• EXERCISE AIM:
The response should consist of the records that follow, repeated exactly.

(Data excerpts)
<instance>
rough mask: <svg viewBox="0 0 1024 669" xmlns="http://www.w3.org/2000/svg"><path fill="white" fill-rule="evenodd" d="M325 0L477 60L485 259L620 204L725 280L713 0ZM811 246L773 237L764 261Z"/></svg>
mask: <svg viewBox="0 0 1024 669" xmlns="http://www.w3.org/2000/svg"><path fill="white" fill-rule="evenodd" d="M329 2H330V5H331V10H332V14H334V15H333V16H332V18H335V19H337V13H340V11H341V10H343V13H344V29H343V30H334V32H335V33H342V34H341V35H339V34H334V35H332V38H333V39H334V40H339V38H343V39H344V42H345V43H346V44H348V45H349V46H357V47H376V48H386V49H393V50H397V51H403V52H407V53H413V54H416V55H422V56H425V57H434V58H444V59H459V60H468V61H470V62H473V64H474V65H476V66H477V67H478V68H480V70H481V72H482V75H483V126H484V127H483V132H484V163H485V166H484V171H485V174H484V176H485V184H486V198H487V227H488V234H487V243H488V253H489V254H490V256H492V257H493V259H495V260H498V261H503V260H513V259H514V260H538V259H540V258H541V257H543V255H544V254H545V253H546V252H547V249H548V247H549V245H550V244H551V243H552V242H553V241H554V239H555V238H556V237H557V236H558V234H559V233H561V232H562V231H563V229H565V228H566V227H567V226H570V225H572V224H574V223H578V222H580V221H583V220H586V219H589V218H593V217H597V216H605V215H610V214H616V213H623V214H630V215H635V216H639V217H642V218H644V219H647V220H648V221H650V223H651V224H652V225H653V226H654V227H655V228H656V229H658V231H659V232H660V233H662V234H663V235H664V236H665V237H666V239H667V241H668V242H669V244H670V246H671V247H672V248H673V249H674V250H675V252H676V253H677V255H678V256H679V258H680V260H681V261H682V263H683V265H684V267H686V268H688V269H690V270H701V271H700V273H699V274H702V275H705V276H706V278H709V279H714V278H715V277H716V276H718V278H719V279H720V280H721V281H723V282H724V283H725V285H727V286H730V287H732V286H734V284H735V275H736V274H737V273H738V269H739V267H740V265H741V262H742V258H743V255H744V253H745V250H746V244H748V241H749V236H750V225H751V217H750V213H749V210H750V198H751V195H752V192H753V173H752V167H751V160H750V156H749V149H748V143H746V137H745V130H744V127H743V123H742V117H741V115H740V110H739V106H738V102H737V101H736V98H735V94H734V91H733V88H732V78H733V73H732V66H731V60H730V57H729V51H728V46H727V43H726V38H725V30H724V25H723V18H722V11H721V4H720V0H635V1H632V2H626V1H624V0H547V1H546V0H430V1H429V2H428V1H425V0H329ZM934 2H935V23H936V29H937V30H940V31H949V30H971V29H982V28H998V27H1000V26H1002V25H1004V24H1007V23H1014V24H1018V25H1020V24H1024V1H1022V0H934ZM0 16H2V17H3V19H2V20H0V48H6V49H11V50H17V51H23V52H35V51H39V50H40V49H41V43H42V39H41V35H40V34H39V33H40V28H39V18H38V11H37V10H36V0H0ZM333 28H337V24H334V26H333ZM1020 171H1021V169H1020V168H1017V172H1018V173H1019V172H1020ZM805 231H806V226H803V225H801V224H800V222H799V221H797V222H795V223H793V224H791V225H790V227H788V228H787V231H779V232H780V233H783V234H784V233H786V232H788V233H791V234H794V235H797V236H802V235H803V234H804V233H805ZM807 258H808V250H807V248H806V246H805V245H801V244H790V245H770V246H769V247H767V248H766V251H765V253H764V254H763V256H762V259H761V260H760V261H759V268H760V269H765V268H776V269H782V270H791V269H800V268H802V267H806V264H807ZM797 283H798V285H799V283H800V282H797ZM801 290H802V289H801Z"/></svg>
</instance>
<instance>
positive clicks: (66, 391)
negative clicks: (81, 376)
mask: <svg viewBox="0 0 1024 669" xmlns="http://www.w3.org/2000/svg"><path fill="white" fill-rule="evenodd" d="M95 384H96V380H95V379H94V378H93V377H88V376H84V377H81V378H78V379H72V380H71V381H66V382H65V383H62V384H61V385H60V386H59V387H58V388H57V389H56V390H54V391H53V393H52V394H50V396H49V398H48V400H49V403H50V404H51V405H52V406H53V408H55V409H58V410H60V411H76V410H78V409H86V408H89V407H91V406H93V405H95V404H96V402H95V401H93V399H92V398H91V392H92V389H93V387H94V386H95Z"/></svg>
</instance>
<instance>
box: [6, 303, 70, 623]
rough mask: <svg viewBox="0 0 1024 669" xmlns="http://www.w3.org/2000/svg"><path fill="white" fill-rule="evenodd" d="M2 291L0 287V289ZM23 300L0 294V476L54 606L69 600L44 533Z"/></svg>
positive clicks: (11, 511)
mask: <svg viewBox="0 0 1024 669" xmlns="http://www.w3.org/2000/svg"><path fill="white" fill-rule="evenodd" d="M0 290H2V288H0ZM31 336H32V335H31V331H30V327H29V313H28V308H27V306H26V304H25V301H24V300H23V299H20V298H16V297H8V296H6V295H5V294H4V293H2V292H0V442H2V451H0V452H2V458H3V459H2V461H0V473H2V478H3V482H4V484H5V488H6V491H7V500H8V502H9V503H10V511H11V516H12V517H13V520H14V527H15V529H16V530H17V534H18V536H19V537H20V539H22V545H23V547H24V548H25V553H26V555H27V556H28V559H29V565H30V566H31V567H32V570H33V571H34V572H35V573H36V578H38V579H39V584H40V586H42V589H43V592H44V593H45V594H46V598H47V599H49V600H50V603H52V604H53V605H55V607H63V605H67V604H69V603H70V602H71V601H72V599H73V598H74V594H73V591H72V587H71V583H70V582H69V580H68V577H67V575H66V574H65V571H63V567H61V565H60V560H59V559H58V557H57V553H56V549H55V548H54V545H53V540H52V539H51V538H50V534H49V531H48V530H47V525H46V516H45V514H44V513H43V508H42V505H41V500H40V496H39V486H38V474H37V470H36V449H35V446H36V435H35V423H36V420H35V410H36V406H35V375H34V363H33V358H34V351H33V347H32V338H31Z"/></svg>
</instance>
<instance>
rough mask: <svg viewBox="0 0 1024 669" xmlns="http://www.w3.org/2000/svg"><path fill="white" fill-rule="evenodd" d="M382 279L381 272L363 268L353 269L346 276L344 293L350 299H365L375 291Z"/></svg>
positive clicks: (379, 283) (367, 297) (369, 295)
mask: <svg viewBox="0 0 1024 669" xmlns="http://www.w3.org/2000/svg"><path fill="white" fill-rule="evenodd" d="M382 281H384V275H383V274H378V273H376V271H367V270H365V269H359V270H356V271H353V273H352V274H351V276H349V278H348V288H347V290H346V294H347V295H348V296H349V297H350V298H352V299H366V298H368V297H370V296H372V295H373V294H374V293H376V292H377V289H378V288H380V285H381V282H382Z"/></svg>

• COMPLETED EXERCISE:
<instance>
rough mask: <svg viewBox="0 0 1024 669" xmlns="http://www.w3.org/2000/svg"><path fill="white" fill-rule="evenodd" d="M325 0L477 60L485 259L620 204L725 280L713 0ZM811 246L773 237L764 261Z"/></svg>
mask: <svg viewBox="0 0 1024 669" xmlns="http://www.w3.org/2000/svg"><path fill="white" fill-rule="evenodd" d="M329 2H330V5H331V10H332V14H334V15H333V16H332V18H335V19H337V13H340V11H341V10H343V13H344V29H343V30H334V32H335V33H342V34H341V35H339V34H334V35H332V38H333V39H334V40H339V38H343V39H344V42H345V43H346V44H348V45H349V46H357V47H376V48H386V49H393V50H397V51H403V52H407V53H413V54H416V55H422V56H425V57H434V58H444V59H459V60H468V61H470V62H473V64H474V65H476V66H477V67H478V68H480V70H481V72H482V75H483V126H484V127H483V132H484V163H485V166H484V171H485V174H484V176H485V184H486V198H487V227H488V234H487V243H488V253H489V254H490V256H492V257H493V259H495V260H498V261H503V260H513V259H514V260H538V259H540V258H541V257H543V255H544V254H545V253H546V252H547V249H548V247H549V245H550V244H551V243H552V242H553V241H554V239H555V238H556V237H557V236H558V234H559V233H561V232H562V231H563V229H565V228H566V227H567V226H570V225H572V224H574V223H578V222H580V221H583V220H586V219H589V218H593V217H597V216H605V215H610V214H616V213H623V214H630V215H635V216H639V217H642V218H644V219H647V220H648V221H650V223H651V224H652V225H653V226H654V227H655V228H656V229H658V231H659V232H660V233H662V234H663V235H664V236H665V237H666V239H667V241H668V242H669V244H670V246H671V247H672V248H673V249H674V250H675V252H676V253H677V255H678V256H679V258H680V260H681V261H682V263H683V265H684V267H686V268H688V269H690V270H701V271H700V273H699V274H702V275H705V276H706V278H709V279H714V278H715V277H716V276H718V278H719V279H720V280H721V281H723V282H724V283H725V285H727V286H730V287H732V286H734V284H735V275H736V274H737V273H738V269H739V267H740V265H741V262H742V258H743V255H744V253H745V250H746V244H748V241H749V236H750V225H751V217H750V213H749V210H750V198H751V195H752V192H753V173H752V167H751V160H750V156H749V149H748V143H746V137H745V130H744V127H743V123H742V117H741V115H740V110H739V106H738V102H737V101H736V98H735V94H734V91H733V88H732V78H733V73H732V66H731V60H730V57H729V51H728V46H727V43H726V38H725V30H724V25H723V18H722V11H721V4H720V0H635V1H632V2H626V1H624V0H547V1H546V0H430V1H429V2H428V1H425V0H329ZM934 2H935V23H936V29H937V30H940V31H949V30H971V29H982V28H998V27H1000V26H1002V25H1004V24H1007V23H1014V24H1018V25H1020V24H1024V1H1022V0H934ZM0 16H2V17H3V19H2V20H0V48H6V49H11V50H17V51H23V52H35V51H39V50H40V49H41V43H42V39H41V35H40V34H39V33H40V28H39V18H38V11H37V10H36V0H0ZM333 28H337V24H334V26H333ZM1020 171H1021V169H1020V168H1017V172H1018V173H1019V172H1020ZM805 231H806V226H803V225H801V224H800V222H799V221H797V222H795V223H793V224H791V225H790V227H788V228H787V231H779V232H780V233H783V234H784V233H786V232H788V233H791V234H794V235H797V236H802V235H803V234H804V233H805ZM807 258H808V250H807V248H806V246H805V245H801V244H790V245H770V246H769V247H767V248H766V251H765V253H764V254H763V256H762V259H761V260H760V261H759V268H760V269H765V268H776V269H782V270H791V269H800V268H802V267H806V264H807ZM797 283H798V285H799V283H800V282H797ZM801 290H802V289H801Z"/></svg>
</instance>
<instance>
positive clicks: (66, 391)
negative clicks: (81, 376)
mask: <svg viewBox="0 0 1024 669" xmlns="http://www.w3.org/2000/svg"><path fill="white" fill-rule="evenodd" d="M95 384H96V380H95V379H94V378H93V377H88V376H84V377H81V378H78V379H72V380H71V381H66V382H65V383H62V384H61V385H60V386H59V387H58V388H57V389H56V390H54V391H53V393H52V394H50V396H49V398H48V400H49V403H50V404H51V405H52V406H53V408H55V409H58V410H60V411H76V410H78V409H86V408H89V407H91V406H93V405H95V404H96V402H95V401H93V399H92V398H91V392H92V389H93V387H94V386H95Z"/></svg>
</instance>
<instance>
box: [6, 303, 70, 623]
rough mask: <svg viewBox="0 0 1024 669" xmlns="http://www.w3.org/2000/svg"><path fill="white" fill-rule="evenodd" d="M2 291L0 287V289ZM23 300L0 294V476L54 606L69 600L44 533Z"/></svg>
positive clicks: (11, 511)
mask: <svg viewBox="0 0 1024 669" xmlns="http://www.w3.org/2000/svg"><path fill="white" fill-rule="evenodd" d="M0 290H2V288H0ZM31 336H32V335H31V331H30V327H29V313H28V308H27V306H26V304H25V301H24V300H23V299H20V298H16V297H8V296H6V295H5V294H4V293H2V292H0V442H2V451H0V452H2V458H3V459H2V461H0V473H2V478H3V482H4V484H5V488H6V491H7V500H8V502H9V503H10V511H11V516H12V517H13V520H14V527H15V529H16V530H17V534H18V536H19V537H20V539H22V545H23V547H24V548H25V553H26V555H27V556H28V559H29V565H30V566H31V567H32V570H33V571H34V572H35V573H36V578H38V579H39V584H40V586H42V589H43V592H44V593H45V594H46V598H47V599H49V600H50V603H52V604H53V605H55V607H63V605H67V604H69V603H70V602H71V601H72V599H73V598H74V594H73V591H72V587H71V583H70V582H69V580H68V577H67V575H66V574H65V571H63V567H61V565H60V560H59V559H58V557H57V553H56V549H55V548H54V545H53V540H52V539H51V538H50V534H49V531H48V530H47V525H46V516H45V514H44V513H43V508H42V505H41V500H40V496H39V486H38V474H37V470H36V449H35V446H36V435H35V423H36V420H35V410H36V406H35V375H34V363H33V358H34V351H33V347H32V338H31Z"/></svg>
</instance>
<instance>
rough mask: <svg viewBox="0 0 1024 669" xmlns="http://www.w3.org/2000/svg"><path fill="white" fill-rule="evenodd" d="M382 279L381 272L363 268L353 269L346 276L344 293L350 299H365L375 291Z"/></svg>
positive clicks: (379, 283) (367, 297) (369, 295)
mask: <svg viewBox="0 0 1024 669" xmlns="http://www.w3.org/2000/svg"><path fill="white" fill-rule="evenodd" d="M382 281H384V275H383V274H378V273H376V271H367V270H365V269H359V270H356V271H353V273H352V274H351V276H349V278H348V288H347V290H346V294H347V295H348V296H349V297H350V298H352V299H366V298H368V297H370V296H372V295H373V294H374V293H376V292H377V289H378V288H380V285H381V282H382Z"/></svg>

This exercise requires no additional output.